Records supplied
'''

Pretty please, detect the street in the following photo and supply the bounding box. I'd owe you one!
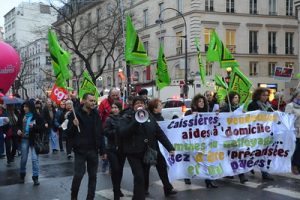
[0,152,300,200]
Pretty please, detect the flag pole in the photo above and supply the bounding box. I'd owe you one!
[72,108,80,133]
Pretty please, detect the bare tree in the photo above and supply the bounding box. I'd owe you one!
[50,0,124,84]
[14,57,34,99]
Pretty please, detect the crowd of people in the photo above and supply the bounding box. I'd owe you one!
[0,87,299,200]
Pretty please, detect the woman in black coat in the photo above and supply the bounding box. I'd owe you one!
[119,96,175,200]
[220,92,248,183]
[104,101,125,200]
[247,87,274,180]
[184,94,218,188]
[144,98,177,197]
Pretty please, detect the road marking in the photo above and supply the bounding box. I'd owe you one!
[154,180,205,191]
[223,178,300,199]
[221,178,262,188]
[263,186,300,199]
[96,189,154,200]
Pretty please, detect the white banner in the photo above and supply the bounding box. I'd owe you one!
[158,111,296,180]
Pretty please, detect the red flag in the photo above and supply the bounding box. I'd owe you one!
[50,84,69,105]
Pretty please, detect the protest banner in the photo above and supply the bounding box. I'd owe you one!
[158,111,296,180]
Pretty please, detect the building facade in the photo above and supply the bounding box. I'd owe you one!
[54,0,298,100]
[4,2,57,48]
[0,27,3,41]
[18,38,53,98]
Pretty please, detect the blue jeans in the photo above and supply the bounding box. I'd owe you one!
[20,139,39,176]
[49,129,59,151]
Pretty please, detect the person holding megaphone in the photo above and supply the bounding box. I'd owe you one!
[119,96,175,200]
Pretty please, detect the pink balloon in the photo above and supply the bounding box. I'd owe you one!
[0,41,21,94]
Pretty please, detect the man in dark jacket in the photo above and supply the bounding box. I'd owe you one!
[119,96,175,200]
[68,93,106,200]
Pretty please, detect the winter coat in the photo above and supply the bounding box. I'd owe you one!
[104,114,122,151]
[67,106,105,155]
[17,113,45,146]
[247,100,273,112]
[119,109,174,154]
[285,102,300,138]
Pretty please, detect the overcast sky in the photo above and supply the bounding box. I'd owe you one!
[0,0,54,28]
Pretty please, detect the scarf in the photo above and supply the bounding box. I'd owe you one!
[24,112,33,135]
[256,100,272,111]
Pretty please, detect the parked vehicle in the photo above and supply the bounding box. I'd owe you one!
[161,98,191,120]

'''

Your task
Only a verbatim transcription of the lines from the one containing "Pretty please, detect the overcast" through the last line of the records counts as the answer.

Finished exercise
Pretty please, detect the overcast sky in the photo above and supply the bounding box. I'd owe you one!
[0,0,54,28]
Pretty please, detect the scarf in the photo above and supply the bounding box. I'd owe you one!
[24,112,33,135]
[256,100,272,111]
Pretty please, detect the parked vehicle in the photo above and supply the bounding box. I'd owe you one!
[161,98,191,120]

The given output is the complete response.